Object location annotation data
○ ○ ○ ○
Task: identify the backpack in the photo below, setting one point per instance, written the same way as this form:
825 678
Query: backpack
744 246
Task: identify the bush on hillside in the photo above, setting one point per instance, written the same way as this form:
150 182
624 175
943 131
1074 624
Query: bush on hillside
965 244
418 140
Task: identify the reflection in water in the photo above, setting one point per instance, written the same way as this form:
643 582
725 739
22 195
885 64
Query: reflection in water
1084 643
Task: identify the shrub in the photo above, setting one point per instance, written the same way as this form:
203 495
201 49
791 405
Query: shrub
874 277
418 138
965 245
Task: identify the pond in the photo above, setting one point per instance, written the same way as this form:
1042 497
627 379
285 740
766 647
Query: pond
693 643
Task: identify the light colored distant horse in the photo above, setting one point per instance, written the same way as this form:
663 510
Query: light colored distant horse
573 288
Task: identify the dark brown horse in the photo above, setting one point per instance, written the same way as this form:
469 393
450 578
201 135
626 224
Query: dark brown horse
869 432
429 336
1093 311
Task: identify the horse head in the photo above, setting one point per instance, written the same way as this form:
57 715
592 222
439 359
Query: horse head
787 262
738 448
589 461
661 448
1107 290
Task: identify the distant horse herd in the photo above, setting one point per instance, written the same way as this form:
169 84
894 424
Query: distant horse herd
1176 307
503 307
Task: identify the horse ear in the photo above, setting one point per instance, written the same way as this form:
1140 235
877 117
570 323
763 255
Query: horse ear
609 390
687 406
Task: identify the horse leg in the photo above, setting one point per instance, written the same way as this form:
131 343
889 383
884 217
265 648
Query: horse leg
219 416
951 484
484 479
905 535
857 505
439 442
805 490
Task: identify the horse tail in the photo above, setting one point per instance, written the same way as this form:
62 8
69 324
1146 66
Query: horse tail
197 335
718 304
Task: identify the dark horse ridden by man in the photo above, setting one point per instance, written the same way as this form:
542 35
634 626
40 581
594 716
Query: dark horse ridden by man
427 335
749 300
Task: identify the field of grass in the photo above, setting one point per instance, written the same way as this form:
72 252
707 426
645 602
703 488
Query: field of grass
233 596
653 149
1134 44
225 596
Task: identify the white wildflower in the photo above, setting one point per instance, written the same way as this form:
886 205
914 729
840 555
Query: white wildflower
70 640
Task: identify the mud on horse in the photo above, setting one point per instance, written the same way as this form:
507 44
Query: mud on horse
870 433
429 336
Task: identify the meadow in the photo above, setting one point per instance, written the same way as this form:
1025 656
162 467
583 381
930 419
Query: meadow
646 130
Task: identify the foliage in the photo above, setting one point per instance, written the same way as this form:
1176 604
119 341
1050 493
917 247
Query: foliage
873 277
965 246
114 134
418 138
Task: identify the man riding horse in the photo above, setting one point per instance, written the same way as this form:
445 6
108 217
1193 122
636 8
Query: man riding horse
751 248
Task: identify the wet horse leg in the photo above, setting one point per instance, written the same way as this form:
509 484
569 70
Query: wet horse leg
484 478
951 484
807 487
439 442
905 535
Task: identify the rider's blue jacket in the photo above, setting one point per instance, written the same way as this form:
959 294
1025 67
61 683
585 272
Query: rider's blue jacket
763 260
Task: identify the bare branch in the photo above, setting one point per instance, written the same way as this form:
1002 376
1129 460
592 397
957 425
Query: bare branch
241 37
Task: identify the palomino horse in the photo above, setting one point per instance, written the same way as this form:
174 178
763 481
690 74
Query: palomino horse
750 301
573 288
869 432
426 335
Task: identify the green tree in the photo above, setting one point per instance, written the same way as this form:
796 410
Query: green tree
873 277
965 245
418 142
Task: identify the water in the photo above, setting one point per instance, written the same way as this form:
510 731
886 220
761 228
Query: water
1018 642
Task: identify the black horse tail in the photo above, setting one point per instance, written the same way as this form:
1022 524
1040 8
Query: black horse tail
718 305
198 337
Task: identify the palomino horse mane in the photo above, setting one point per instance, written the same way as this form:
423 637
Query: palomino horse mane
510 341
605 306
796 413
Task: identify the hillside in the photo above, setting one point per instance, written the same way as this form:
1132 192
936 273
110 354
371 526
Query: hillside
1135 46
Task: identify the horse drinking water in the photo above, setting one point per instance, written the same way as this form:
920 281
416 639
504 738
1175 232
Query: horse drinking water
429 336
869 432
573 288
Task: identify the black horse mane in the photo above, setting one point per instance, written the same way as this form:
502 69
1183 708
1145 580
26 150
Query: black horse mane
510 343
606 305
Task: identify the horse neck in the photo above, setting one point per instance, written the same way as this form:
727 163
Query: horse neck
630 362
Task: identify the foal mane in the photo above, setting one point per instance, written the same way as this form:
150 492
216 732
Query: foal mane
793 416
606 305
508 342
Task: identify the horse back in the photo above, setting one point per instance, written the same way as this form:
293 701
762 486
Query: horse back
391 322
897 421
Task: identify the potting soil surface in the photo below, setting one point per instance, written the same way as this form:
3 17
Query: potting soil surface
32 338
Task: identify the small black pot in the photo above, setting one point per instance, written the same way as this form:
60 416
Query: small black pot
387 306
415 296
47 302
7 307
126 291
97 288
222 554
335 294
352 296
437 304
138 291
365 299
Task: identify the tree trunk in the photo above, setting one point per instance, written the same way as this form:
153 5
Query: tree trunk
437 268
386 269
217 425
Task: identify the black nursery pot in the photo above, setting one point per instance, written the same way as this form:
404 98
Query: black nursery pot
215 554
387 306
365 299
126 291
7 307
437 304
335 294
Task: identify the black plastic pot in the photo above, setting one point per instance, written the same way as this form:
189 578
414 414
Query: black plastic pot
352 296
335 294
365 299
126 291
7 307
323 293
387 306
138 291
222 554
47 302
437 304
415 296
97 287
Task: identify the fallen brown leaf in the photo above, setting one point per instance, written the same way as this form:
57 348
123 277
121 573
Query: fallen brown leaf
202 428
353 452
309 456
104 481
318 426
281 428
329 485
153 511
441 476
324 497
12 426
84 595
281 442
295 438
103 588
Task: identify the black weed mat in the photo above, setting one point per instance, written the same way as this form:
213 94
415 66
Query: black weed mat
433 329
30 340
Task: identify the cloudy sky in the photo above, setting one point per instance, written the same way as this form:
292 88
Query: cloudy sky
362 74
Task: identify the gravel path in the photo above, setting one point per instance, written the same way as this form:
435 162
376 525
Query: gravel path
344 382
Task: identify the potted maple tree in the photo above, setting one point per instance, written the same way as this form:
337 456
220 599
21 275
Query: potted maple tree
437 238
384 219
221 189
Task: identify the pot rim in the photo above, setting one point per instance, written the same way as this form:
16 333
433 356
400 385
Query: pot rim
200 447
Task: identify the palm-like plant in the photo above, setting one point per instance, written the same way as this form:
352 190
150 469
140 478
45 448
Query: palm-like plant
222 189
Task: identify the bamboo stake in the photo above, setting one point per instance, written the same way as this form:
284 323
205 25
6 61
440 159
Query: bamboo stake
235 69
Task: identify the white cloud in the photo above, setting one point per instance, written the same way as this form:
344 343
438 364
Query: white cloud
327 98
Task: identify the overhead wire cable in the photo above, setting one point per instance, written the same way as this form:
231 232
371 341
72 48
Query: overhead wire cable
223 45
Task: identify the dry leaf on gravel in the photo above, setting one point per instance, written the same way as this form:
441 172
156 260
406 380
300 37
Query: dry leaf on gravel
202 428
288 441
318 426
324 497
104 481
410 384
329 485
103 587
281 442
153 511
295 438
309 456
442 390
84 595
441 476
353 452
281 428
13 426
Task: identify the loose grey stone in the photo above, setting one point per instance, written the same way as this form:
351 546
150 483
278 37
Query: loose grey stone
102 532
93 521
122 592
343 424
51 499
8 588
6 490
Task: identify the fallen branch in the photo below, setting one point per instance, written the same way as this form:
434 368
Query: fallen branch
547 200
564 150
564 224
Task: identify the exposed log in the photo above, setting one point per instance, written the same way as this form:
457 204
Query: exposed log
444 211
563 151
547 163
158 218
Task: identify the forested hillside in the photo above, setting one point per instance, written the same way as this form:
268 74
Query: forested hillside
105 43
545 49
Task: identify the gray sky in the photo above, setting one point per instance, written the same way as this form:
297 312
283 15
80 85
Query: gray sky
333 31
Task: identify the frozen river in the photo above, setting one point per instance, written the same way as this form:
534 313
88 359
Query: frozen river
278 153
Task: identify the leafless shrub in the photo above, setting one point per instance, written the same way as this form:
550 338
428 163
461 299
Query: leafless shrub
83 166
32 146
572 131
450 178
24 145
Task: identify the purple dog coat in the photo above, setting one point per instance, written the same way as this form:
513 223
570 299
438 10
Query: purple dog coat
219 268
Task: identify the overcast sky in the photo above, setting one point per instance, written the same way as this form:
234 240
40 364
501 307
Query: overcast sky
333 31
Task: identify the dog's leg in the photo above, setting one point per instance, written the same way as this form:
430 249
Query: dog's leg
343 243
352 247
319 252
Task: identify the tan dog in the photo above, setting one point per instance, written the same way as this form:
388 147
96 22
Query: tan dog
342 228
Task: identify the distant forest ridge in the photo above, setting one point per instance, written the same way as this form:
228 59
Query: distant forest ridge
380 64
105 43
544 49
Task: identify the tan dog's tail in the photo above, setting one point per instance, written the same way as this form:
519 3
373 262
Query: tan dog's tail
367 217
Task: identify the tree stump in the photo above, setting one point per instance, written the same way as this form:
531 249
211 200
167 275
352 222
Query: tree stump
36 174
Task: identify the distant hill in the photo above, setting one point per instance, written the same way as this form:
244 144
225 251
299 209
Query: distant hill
○ ○ ○ ○
REQUIREMENT: Reproduce nothing but the lines from the line containing "Task: identify the distant forest" to the last line of the data, each exactly as written.

SOLUTION TO THIS PROBLEM:
Task: identify the distant forest ridge in the photo above, setting one point per instance, written the same way as this form:
228 59
Query: distant forest ridge
380 64
105 43
544 49
Task: identify the tan dog's tail in the photo above, setting one point per instance, written the same way as this form:
519 3
373 262
Query: tan dog's tail
367 217
Task: identify the tree stump in the photo above, setting one point per instance, written the same way as this form:
531 249
211 200
167 275
352 222
Query: tree stump
36 174
Task: identify the distant hill in the photo above, setting one point per instance, written the same way as this form:
244 144
225 251
299 209
Query: distant hill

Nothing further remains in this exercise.